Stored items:
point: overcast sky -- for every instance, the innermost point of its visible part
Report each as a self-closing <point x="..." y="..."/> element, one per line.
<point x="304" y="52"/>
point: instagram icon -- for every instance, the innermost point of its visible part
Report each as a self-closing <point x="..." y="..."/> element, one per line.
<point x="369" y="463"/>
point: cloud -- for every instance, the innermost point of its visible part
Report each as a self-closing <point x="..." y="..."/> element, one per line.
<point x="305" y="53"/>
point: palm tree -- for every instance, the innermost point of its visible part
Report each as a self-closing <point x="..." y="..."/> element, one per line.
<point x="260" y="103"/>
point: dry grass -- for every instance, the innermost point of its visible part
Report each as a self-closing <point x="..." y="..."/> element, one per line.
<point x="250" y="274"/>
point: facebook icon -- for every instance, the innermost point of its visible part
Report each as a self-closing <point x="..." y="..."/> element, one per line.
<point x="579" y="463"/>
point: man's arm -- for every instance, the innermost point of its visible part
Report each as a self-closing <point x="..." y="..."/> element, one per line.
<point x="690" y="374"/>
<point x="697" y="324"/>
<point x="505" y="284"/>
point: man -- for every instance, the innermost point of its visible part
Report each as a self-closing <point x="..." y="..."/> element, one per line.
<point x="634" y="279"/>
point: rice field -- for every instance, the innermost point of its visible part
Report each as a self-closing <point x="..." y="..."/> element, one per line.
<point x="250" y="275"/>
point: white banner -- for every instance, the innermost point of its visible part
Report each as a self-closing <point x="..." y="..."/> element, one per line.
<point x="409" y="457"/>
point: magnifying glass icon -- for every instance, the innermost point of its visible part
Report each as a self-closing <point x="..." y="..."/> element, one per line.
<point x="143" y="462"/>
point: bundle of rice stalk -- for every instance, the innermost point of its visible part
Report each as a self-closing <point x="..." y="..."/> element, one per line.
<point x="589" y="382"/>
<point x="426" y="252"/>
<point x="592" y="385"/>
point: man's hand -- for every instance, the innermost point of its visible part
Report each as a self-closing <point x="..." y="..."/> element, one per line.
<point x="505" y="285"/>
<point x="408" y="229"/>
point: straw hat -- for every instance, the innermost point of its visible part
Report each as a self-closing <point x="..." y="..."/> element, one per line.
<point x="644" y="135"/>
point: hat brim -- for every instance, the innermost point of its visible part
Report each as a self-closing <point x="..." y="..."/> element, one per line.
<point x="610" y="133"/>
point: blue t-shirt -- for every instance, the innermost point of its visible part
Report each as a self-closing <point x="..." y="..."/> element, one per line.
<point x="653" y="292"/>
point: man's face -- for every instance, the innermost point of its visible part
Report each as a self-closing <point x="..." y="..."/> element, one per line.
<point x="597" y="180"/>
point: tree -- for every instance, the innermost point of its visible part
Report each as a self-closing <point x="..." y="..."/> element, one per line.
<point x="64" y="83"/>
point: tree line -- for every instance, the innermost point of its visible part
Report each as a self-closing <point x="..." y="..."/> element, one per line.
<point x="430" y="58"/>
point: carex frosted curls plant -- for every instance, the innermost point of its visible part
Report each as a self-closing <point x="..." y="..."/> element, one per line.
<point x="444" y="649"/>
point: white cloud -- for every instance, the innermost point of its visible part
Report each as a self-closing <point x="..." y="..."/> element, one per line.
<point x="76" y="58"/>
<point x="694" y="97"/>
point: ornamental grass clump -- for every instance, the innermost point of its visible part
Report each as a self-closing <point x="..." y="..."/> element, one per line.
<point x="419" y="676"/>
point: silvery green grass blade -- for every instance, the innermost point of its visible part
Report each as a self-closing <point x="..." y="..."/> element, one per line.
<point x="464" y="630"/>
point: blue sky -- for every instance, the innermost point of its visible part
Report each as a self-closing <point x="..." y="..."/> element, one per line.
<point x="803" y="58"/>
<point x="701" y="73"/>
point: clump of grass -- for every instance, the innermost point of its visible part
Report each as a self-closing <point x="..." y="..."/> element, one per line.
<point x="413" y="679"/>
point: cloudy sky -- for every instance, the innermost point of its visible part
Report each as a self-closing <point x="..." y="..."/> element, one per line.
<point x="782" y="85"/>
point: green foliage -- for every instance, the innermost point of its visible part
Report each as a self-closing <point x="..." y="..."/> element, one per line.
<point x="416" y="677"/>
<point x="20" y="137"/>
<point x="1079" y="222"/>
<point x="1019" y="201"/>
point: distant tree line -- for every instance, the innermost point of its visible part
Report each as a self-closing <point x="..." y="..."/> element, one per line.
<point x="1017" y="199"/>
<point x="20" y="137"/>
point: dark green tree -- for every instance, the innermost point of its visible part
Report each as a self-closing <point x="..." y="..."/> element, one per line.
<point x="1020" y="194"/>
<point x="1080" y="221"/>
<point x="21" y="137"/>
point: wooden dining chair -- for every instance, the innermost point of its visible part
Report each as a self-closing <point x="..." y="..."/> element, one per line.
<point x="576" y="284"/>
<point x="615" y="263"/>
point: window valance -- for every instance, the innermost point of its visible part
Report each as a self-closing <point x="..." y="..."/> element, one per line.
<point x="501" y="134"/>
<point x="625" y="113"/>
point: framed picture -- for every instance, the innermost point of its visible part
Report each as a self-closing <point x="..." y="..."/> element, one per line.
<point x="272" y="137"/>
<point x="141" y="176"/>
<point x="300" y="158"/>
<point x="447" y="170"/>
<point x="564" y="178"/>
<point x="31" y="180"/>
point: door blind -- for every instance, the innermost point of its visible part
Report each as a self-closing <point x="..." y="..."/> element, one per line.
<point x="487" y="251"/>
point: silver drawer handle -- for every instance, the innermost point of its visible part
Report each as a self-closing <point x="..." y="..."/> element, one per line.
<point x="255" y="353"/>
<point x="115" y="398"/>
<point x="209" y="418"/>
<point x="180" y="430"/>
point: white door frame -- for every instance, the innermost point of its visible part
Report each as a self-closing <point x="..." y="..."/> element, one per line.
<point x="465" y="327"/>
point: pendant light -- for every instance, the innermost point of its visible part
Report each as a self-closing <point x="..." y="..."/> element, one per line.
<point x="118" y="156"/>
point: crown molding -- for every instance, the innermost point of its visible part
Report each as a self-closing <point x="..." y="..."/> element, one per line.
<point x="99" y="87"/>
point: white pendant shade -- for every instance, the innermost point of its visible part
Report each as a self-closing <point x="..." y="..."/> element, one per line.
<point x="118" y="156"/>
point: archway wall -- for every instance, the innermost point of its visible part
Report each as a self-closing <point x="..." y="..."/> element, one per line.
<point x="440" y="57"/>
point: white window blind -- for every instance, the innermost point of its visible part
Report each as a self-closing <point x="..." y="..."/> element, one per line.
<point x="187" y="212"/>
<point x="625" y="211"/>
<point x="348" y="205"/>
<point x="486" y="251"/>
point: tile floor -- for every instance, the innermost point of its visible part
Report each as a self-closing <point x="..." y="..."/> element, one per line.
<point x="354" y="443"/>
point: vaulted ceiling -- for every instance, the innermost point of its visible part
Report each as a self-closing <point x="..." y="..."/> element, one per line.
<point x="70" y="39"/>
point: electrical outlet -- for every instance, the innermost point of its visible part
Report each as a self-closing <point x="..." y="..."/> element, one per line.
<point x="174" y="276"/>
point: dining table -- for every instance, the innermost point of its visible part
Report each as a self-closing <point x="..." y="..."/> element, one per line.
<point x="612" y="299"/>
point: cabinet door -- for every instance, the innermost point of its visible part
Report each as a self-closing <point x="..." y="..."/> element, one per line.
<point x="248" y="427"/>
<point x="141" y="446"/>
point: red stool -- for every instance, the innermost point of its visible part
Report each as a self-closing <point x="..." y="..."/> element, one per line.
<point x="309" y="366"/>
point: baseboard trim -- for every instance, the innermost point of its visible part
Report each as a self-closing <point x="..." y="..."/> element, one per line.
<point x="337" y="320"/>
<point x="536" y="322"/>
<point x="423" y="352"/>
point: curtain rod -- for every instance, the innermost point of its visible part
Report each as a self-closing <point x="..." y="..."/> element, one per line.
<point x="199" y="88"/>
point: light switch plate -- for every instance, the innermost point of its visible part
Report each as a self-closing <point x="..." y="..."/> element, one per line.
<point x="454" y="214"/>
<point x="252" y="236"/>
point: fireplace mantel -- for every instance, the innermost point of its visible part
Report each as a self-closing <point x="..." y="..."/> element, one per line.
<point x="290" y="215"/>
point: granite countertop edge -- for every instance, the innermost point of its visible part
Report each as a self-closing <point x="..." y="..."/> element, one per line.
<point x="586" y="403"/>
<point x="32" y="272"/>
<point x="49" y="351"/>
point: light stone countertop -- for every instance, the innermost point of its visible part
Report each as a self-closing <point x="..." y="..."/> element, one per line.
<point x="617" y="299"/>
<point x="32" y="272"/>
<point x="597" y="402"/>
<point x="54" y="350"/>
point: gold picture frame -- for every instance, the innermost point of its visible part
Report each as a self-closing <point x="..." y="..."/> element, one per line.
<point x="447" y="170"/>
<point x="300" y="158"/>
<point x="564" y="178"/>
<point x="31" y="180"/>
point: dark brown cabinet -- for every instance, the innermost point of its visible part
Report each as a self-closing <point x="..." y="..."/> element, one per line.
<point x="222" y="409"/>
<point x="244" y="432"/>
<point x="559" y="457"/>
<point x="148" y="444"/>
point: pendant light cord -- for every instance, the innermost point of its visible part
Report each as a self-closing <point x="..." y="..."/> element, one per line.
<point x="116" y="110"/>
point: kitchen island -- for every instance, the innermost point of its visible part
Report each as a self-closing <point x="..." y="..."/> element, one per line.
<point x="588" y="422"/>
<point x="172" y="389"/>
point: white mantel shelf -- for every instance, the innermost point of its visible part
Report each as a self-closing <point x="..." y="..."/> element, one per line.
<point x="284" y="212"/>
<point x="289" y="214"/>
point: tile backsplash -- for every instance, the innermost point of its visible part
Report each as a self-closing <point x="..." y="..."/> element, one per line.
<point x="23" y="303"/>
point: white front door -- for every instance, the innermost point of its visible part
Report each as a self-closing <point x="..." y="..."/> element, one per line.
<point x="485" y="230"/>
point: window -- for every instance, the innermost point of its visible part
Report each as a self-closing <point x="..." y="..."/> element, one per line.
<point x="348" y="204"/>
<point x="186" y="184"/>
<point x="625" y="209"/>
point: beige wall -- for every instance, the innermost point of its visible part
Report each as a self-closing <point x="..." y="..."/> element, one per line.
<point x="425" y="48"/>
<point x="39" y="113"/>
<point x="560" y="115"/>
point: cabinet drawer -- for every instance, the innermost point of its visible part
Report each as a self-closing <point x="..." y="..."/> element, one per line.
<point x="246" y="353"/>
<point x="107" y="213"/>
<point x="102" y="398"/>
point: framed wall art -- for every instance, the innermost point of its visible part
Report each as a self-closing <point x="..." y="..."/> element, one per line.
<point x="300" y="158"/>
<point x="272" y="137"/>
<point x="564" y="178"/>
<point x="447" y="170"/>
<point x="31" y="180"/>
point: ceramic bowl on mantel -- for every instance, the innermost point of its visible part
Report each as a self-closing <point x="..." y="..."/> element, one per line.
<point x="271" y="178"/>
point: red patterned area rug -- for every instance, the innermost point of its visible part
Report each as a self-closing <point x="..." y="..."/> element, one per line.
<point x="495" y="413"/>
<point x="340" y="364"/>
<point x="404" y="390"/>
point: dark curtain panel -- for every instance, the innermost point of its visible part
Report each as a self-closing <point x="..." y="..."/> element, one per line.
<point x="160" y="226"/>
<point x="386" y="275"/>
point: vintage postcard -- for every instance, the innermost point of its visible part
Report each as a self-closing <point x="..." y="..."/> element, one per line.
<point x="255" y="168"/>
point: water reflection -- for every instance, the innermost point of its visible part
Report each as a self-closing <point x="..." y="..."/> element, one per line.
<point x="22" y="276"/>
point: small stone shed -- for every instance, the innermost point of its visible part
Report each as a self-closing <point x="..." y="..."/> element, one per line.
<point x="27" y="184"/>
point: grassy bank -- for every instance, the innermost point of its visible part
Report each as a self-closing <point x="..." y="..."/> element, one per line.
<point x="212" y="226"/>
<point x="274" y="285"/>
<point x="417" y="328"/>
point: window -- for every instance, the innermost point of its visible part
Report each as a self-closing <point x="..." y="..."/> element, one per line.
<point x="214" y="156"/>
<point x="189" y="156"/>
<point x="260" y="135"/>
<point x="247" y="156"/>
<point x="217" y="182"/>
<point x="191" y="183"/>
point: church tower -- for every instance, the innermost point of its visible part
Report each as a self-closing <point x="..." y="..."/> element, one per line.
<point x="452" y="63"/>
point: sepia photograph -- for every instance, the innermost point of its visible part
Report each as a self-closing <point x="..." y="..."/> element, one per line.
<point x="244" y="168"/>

— EXERCISE REQUIREMENTS —
Copy out the lines starting at the one containing "point: church tower" and ending with the last line of the entries. Include nothing else.

— RESULT OF THIS EXERCISE —
point: church tower -- for every instance, the innermost point of its visible part
Report each as a self-closing <point x="..." y="..."/> element, one per line.
<point x="452" y="63"/>
point: sepia photograph -- for every instance, the innermost point of its visible part
Report each as a self-closing <point x="..." y="..."/> element, one per line.
<point x="244" y="168"/>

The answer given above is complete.